(Labeled-object pointing entries)
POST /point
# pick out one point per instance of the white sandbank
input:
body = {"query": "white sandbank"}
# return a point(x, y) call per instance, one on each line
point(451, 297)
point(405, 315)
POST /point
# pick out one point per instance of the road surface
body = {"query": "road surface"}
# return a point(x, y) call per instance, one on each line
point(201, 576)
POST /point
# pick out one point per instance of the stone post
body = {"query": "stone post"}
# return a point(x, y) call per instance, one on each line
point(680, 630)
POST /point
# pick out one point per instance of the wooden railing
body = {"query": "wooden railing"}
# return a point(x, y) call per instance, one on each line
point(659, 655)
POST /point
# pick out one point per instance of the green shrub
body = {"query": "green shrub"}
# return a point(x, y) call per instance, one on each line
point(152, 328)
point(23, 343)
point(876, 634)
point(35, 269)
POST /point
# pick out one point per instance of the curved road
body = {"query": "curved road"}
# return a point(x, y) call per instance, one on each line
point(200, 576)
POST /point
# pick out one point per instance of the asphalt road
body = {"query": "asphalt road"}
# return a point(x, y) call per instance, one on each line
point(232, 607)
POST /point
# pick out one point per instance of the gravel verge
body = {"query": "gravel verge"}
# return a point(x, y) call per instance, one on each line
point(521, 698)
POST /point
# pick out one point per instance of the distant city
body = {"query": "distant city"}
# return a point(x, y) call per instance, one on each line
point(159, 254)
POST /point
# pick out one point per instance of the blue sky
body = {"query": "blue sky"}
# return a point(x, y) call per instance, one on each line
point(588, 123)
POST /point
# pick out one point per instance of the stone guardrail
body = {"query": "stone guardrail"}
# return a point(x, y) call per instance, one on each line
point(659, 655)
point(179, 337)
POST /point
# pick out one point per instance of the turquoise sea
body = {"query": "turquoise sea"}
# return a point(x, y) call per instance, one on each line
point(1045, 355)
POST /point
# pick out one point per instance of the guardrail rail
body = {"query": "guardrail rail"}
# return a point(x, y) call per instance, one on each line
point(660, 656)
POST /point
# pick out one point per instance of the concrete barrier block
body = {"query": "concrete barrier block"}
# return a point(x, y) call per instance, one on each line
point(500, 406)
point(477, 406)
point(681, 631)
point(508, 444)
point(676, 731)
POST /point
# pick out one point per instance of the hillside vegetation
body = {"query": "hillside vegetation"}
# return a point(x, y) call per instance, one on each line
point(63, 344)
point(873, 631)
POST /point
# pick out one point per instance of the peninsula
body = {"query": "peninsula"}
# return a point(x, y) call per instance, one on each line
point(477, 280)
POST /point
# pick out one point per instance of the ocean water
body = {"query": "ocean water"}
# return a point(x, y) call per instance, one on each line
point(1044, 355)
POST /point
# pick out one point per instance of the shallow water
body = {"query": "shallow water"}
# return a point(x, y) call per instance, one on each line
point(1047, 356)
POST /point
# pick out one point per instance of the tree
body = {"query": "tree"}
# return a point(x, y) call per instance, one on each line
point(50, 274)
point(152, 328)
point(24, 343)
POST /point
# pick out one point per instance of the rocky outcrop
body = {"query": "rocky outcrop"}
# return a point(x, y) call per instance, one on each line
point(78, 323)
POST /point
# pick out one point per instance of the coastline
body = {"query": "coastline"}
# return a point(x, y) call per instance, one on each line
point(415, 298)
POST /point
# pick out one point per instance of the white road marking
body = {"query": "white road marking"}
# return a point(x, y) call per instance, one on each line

— Exercise —
Each line of the listing should be copied exactly.

— Task answer —
POST /point
# pick out one point per instance of the white sandbank
input:
body = {"query": "white sandbank"}
# return a point(x, y) call per instance, one on each line
point(451, 297)
point(405, 315)
POST /point
# pick out one point per instance of the road surface
body = {"query": "road surface"}
# return a point(x, y) call per instance, one on each line
point(201, 576)
POST /point
# pick out one point per instance of the stone post
body = {"query": "stone post"}
# return a point(x, y) call per instance, one on each line
point(680, 630)
POST /point
# pick out one point per instance of the wooden railing
body = {"query": "wooden railing"}
# return a point(x, y) call per instance, one on each line
point(659, 655)
POST /point
# pick out one point per instance of the green shrub
body = {"query": "green shrub"}
# return a point(x, y) call per instance, one on each line
point(152, 328)
point(23, 343)
point(876, 634)
point(35, 269)
POST /point
# pick out one point per instance of the curved road
body = {"query": "curved road"}
# return a point(x, y) call per instance, one on each line
point(200, 576)
POST /point
# pick out one point per instance of the asphalt road
body = {"query": "asphalt road"}
# return a point(x, y) call per instance, one on each line
point(232, 607)
POST /point
# pick out one point per instance of the gravel verge
body = {"query": "gravel verge"}
# return a point(x, y) call per instance, one on each line
point(521, 698)
POST /point
# pick out one point per instance of the distant city
body = {"query": "distant city"}
# return a point(x, y) call per instance, one on each line
point(159, 254)
POST /point
# pick out one point per instance of the blue sky
body = {"query": "blue sky"}
# return a point(x, y) call per instance, one on each line
point(588, 123)
POST /point
# pick out one point per instance of the stone guardrail
body = {"query": "stone guardrail"}
# return a point(x, y) call per instance, one on each line
point(659, 655)
point(179, 337)
POST /point
# pick out one point per instance of the turquoise sea
body = {"query": "turquoise sea"}
# return a point(x, y) call per instance, one on each line
point(1045, 355)
POST /point
# pick out one point per instance of the guardrail rail
body = {"query": "guardrail rail"}
# return a point(x, y) call per instance, one on each line
point(660, 656)
POST /point
# pick out one point per instance of the concrete barrier block
body = {"query": "concrete barrier block"}
# return a point(x, y) call per instance, one on each line
point(500, 406)
point(477, 406)
point(681, 631)
point(508, 444)
point(676, 731)
POST /point
# pick out one point per instance of the hillside vegetation
body = {"query": "hillside vegetation"}
# return a point(x, y) call per instance, one on each line
point(63, 344)
point(873, 631)
POST /point
# pick out one point per instance of the peninsula
body = {"query": "peninsula"}
# return a point(x, y) call per instance, one on each line
point(477, 280)
POST /point
# pick out one point per instance of the ocean water
body = {"query": "ocean water"}
# return a point(x, y) call per instance, one on each line
point(1044, 355)
POST /point
# pick out one point per instance of the shallow water
body = {"query": "shallow water"}
# return a point(x, y) call per instance, one on each line
point(1047, 356)
POST /point
# pick out one point per instance of the tree
body = {"query": "tree"}
# return a point(x, y) call per instance, one on each line
point(50, 274)
point(152, 328)
point(24, 343)
POST /point
# pick out one point per instance of the rocky outcrop
body = {"query": "rocky outcrop"}
# return a point(x, y) call per instance, one on each line
point(78, 323)
POST /point
# pick out one point per instance of the coastline
body = {"query": "coastline"}
# return a point(x, y) call per instance, one on each line
point(415, 298)
POST /point
# pick out one point per instance of the white road marking
body = {"query": "white road marking"}
# return a point(x, y) call per instance, one on each line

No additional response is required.